[[ TEXT, beginning ]]

### Testing the Network

Now that all the networks have been successfully trained, their models and training data in folders models, model_scores and model_infos we can commence testing.
Each model will be tested on a 50-50 split of male to female testing data, soely male testing set and soely female testing set to compare between each other.

First we will load all the models into memory, this is simply done by insert them all into a list and then initialising a model and then loading each file into that subsequent model.

In [None]:
# Adding in model names
model_names = ["convNN2_ll_training_50-50_split.txt_batch32_ep50_lr0.0001.pt", "convNN2_ll_training_27-75_split.txt_batch32_ep50_lr0.0001.pt", "convNN2_ll_training_75-25_split.txt_batch32_ep50_lr0.0001.pt",
        "convNN2_ll_training_27-75_split.txt_batch32_ep50_lr0.0001.pt", "dense_ll_training_50-50_split.txt_batch32_ep50_lr0.0001.pt", "dense_ll_training_25-75_split.txt_batch32_ep50_lr0.0001.pt",
        "dense_ll_training_75-25_split.txt_batch32_ep50_lr0.0001.pt", "resnet34_ll_training_50-50_split.txt_batch32_ep50_lr0.0001.pt", "resnet34_ll_training_25-75_split.txt_batch32_ep50_lr0.0001.pt",
        "resnet34_ll_training_75-25_split.txt_batch32_ep50_lr0.0001.pt"]

models = [convNN2(), convNN2(), convNN2(), denseNN(), denseNN(), denseNN(), resnet34(), resnet34(), resnet34()]

for name, model in zip(model_names, models):
    model.load_state_dict(torch.load("./models/" + name))

Once we have done this we can now calculate the scores of each model on each test set, this should compute the mean error and std and return it as a tuple

In [None]:
for model in models:
    print(model.__class__.__name__)
    print("50-50 test file " + evaluate(model, "./ll_test_50-50", "cpu"))
    print("male test file " + evaluate(model, "./ll_test_males", "cpu"))
    print("female test file " + evaluate(model, "./ll_test_females", "cpu"))

The error for the convNN2 is much higher than the the other two models, this is due to the simplicity of the model. 
While we can see that ResNet34 outperformed DesneNet121 with a significant reduction in error between the two.
Both models had higher error in females for identifing landmarks for both genders, as expected started this project.

Both models performed best overall on balanced data sets, though this difference was very slight.
It also shows that a higher proportional of females or males in the dataset does not neccesarily result in a lower error for each respective gender, but the change in error was quite minimal 
meaning we can discard the bias in the dataset as a source of the bias between males and females.

[[ TEXT, end ]]
[[ EXCERPTED DATA, beginning ]]

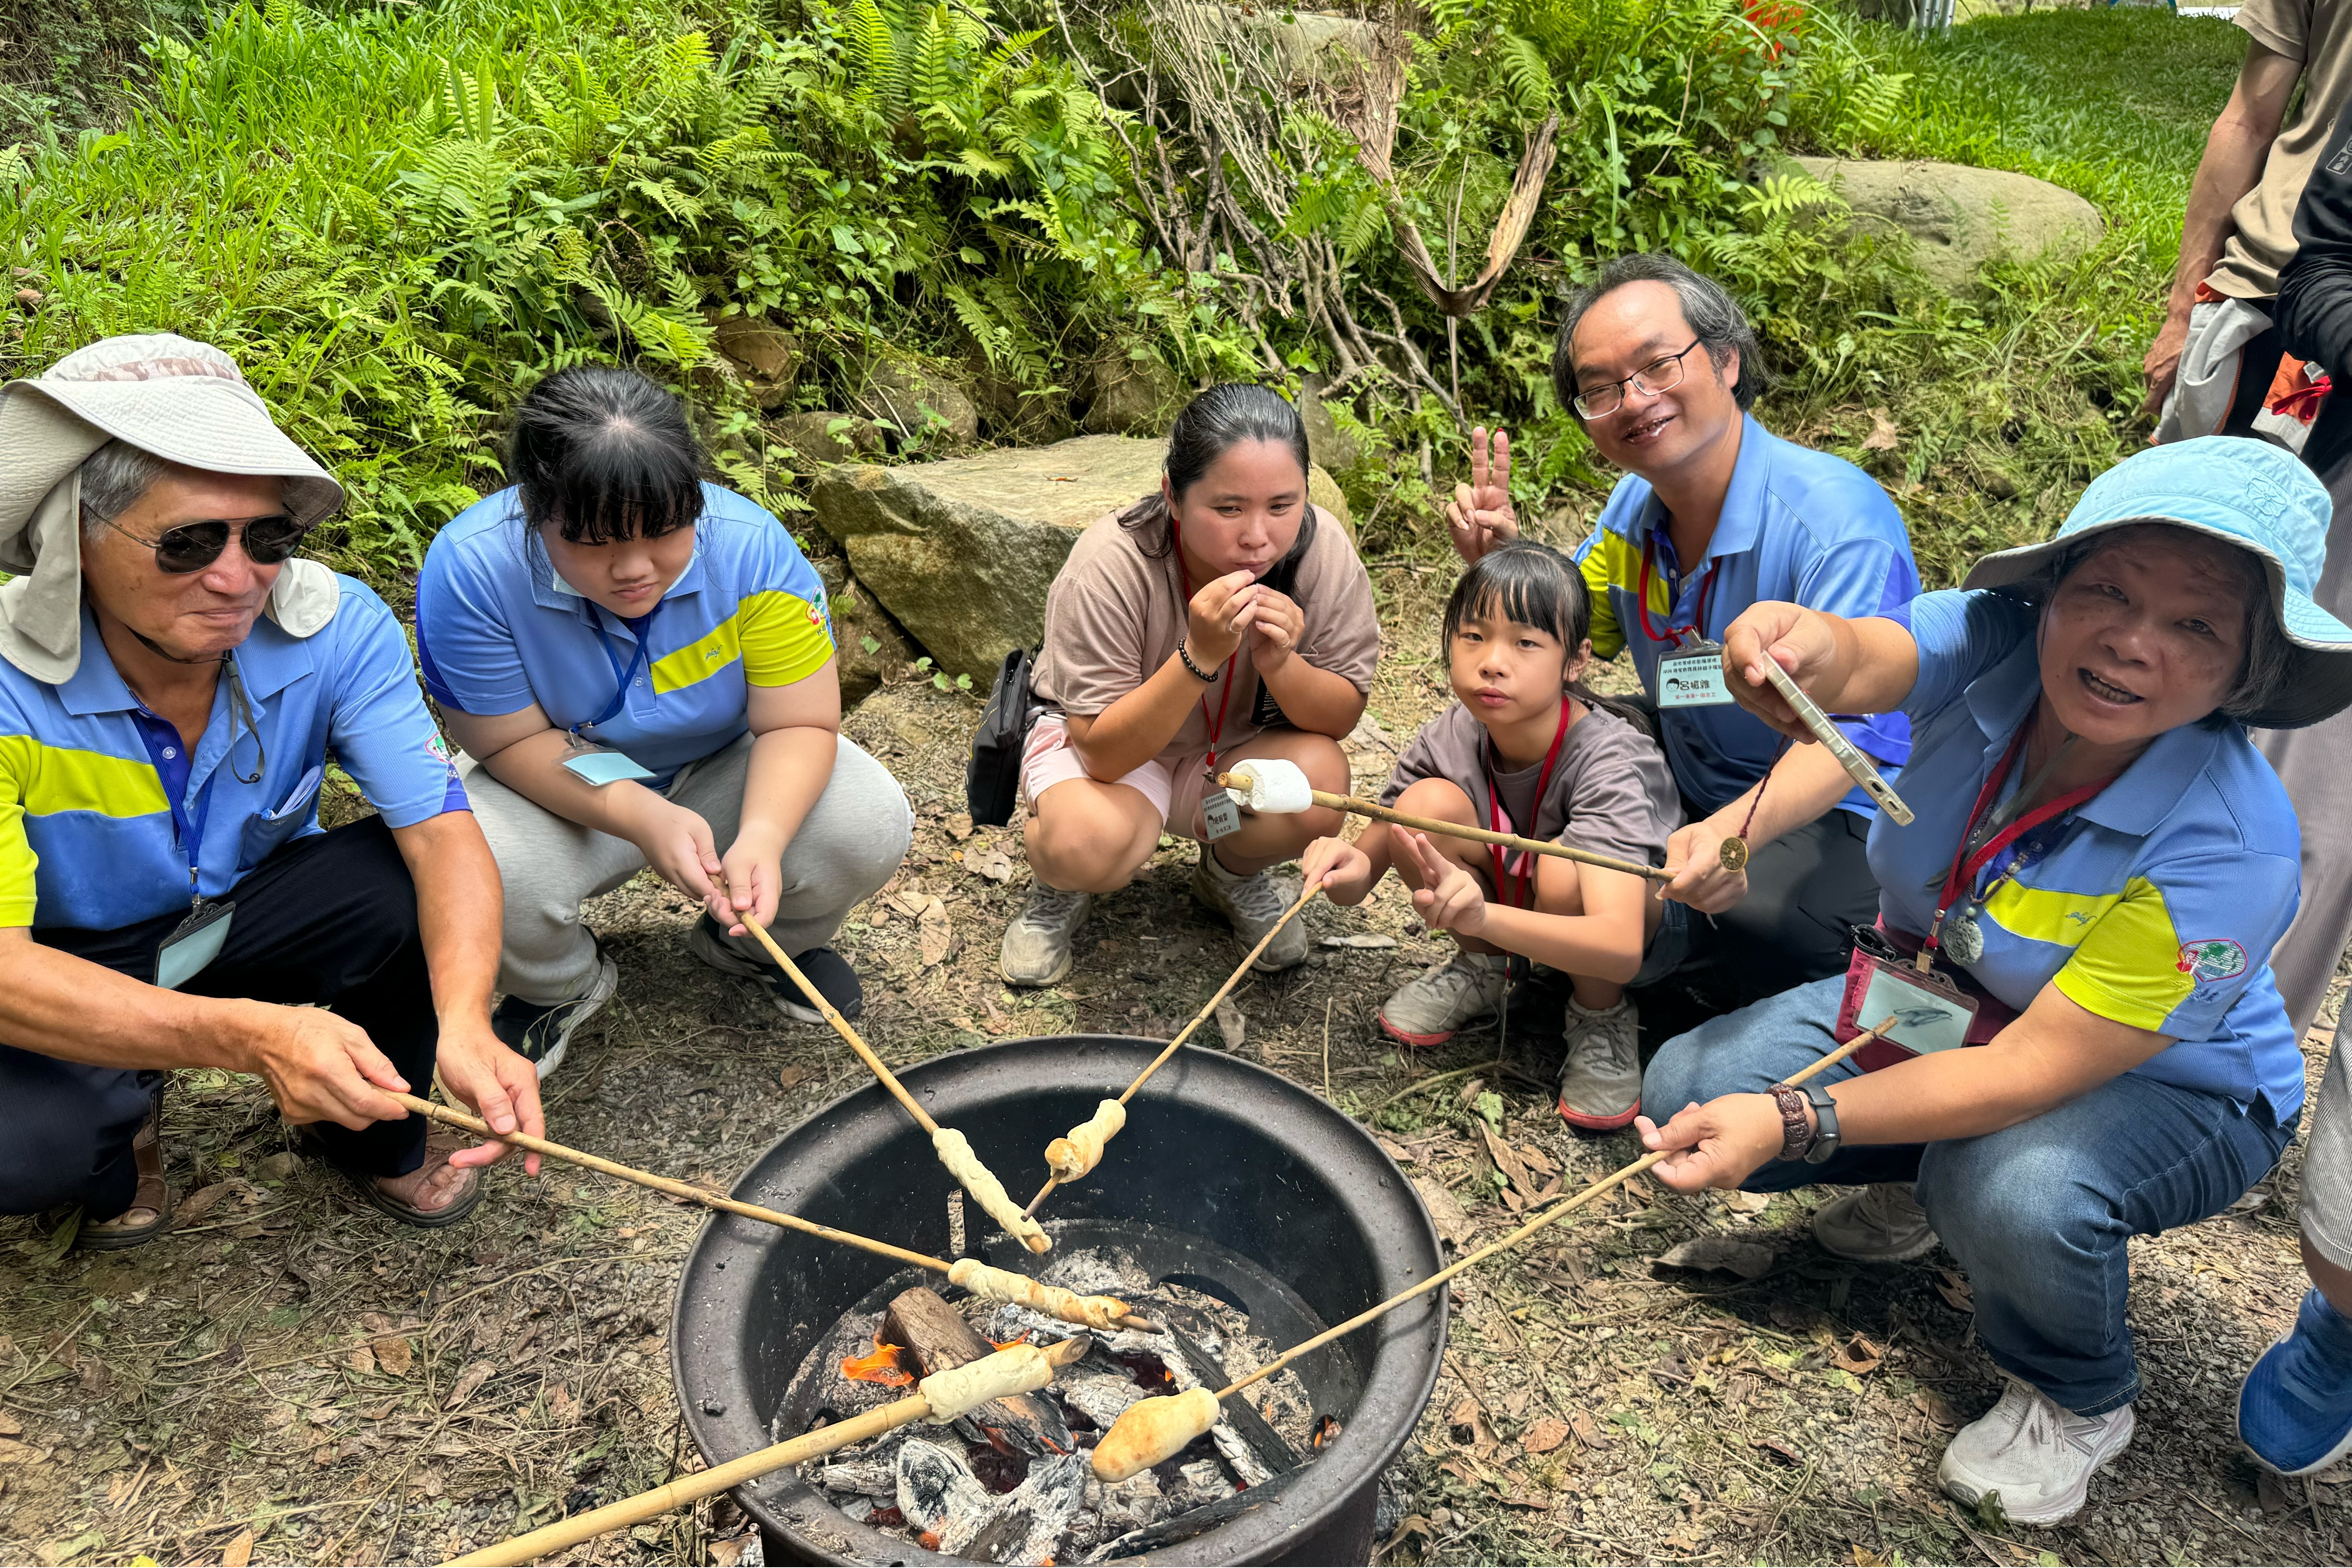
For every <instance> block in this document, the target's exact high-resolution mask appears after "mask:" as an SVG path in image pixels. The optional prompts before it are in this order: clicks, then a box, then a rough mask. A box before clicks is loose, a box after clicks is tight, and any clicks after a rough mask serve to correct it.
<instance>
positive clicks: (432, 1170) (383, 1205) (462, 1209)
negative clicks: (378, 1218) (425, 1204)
mask: <svg viewBox="0 0 2352 1568" xmlns="http://www.w3.org/2000/svg"><path fill="white" fill-rule="evenodd" d="M303 1145H306V1147H310V1152H315V1154H322V1150H320V1143H318V1135H315V1133H310V1131H308V1128H303ZM473 1145H475V1138H468V1135H466V1133H449V1131H430V1133H426V1161H423V1164H421V1166H416V1171H409V1175H416V1173H423V1171H437V1168H442V1166H447V1164H449V1157H452V1154H456V1152H459V1150H468V1147H473ZM327 1164H334V1161H332V1159H329V1161H327ZM334 1168H336V1171H341V1175H343V1180H348V1182H350V1185H353V1190H358V1194H360V1197H362V1199H367V1204H372V1206H374V1208H381V1211H383V1213H388V1215H390V1218H395V1220H400V1222H402V1225H414V1227H416V1229H442V1227H445V1225H456V1222H459V1220H463V1218H468V1215H470V1213H473V1211H475V1208H480V1204H482V1171H480V1168H473V1171H466V1182H463V1187H459V1194H456V1197H454V1199H449V1201H447V1204H442V1206H440V1208H419V1206H416V1204H407V1201H402V1199H395V1197H393V1194H390V1192H386V1190H383V1187H381V1182H383V1180H386V1178H381V1175H367V1173H362V1171H346V1168H343V1166H334Z"/></svg>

[[ EXCERPTED DATA, end ]]

WORK TASK A
For the text on testing the networks, decide whether each statement agrees with it: (i) the convNN2 had a higher error than the other two models; (ii) ResNet34 had a higher error than DenseNet121; (iii) each model was tested on a set made up only of male testing data. Answer yes or no for each, quoting the words of the text that decide it.
WORK TASK B
Continue the text on testing the networks from the point where it stops.
These records were taken from a different source than the text.

TASK RESULT A
(i) Yes: "The error for the convNN2 is much higher than the the other two models"
(ii) No: "ResNet34 outperformed DesneNet121 with a significant reduction in error between the two"
(iii) Yes: "soely male testing set"

TASK RESULT B
Now we can generate graphs for the change in mean error and standard deviation during training, and how it progressed over the iterations.

All the extra saved data, when the model is loaded in and plotted on two seperate graphs.
When loading in the model scores file, we need to parse this data to make it useful to us and is split into a list by using ',' as dividers.
While the model infos are already presented in a json file and ready to read in simply, this gives us the iteration and mean or std of the saved model.

In [None]:


for model in models:
    epoch = []
    error = []
    std = []
    m_nopt = args.model.split(".pt")
    with open("./model_scores/" + m_nopt[0] + ".csv") as file:
        for line in file:
            scores = line.split(",")   
            epoch.append(float(scores[0]))
            error.append(float(scores[1]))
            std.append(float(scores[2]))
    
    file = open("./model_infos/" + m_nopt[0] + ".json")
    model_info = json.load(file)

    plt.plot(epoch, error)
    plt.xlabel("Iterations")
    plt.ylabel("Mean Error")
    plt.title('Error change during training')

    plt.scatter([model_info["iteration"]], [model_info["mean"]], color = 'red')
    plt.gca().legend(('Validation Error','Best performing iteration'))
    plt.show()

    plt.plot(epoch, std)
    plt.xlabel("Epochs")
    plt.ylabel("Standard Deviation")
    plt.title('STD change during training')
    plt.scatter([model_info["iteration"]], [model_info["std"]], color = 'red')
    plt.gca().legend(('Validation Error','Best performing iteration'))
    plt.show()
    

From the graphs we can see that all error all std over time rapidly decreases within the first few iterations as the weights start off as zero, and the furthest possible away from the correct points (chin, nose and left eye) as possible.
Both the ConvNN2 and DenseNet seem to oscillate between certain points and do not converge to a single point like the Resnet34 does, this seems to indicate that they have not obtained the most optimal model.

We can visually check how accurate and close the predictions of the landmarks are on an image, comparing these against the input landmarks used by the model to train.

In [None]:
def generate_images(train_dataloader, axs_flat):
    with torch.no_grad():
            for i, (image, _, _, _, labels) in enumerate(train_dataloader):
                output = model(image)
                output = output.reshape(3,2)
                image = image.squeeze()
                image = image.permute(1, 2, 0)    #Default was 3,200,200
                im = axs_flat[i].imshow(image)
                x = np.array(range(200))

                # Finding landmarks for chin, nose and eye this txt file for each image
                land_idx = [8, 30, 39]
                labels = labels.squeeze()
                labels = labels[land_idx, :]
                #ax.scatter(output[:,0], output[:,1], linewidth=2, color='red')
                axs_flat[i].scatter(output[:,0], output[:,1], linewidth=2, color='c', s = 5)
                axs_flat[i].scatter(labels[:,0], labels[:,1], linewidth=2, color='m', s = 5)

UTKFace = CustomImageDataset("./test_output_images", 'UTKFace')
        train_dataloader = DataLoader(UTKFace, 
                                        batch_size=1, 
                                        shuffle=False)

for model in models:
    print(model.__class__.__name__)
    fig, axs = plt.subplots(2,5, figsize=(20,10))
    axs_flat = axs.flatten()

    generate_images(train_dataloader, axs_flat)
    #plt.subplots_adjust(wspace=0, hspace=0)
    fig.legend(('Predicted output','Expected output'))
    plt.show()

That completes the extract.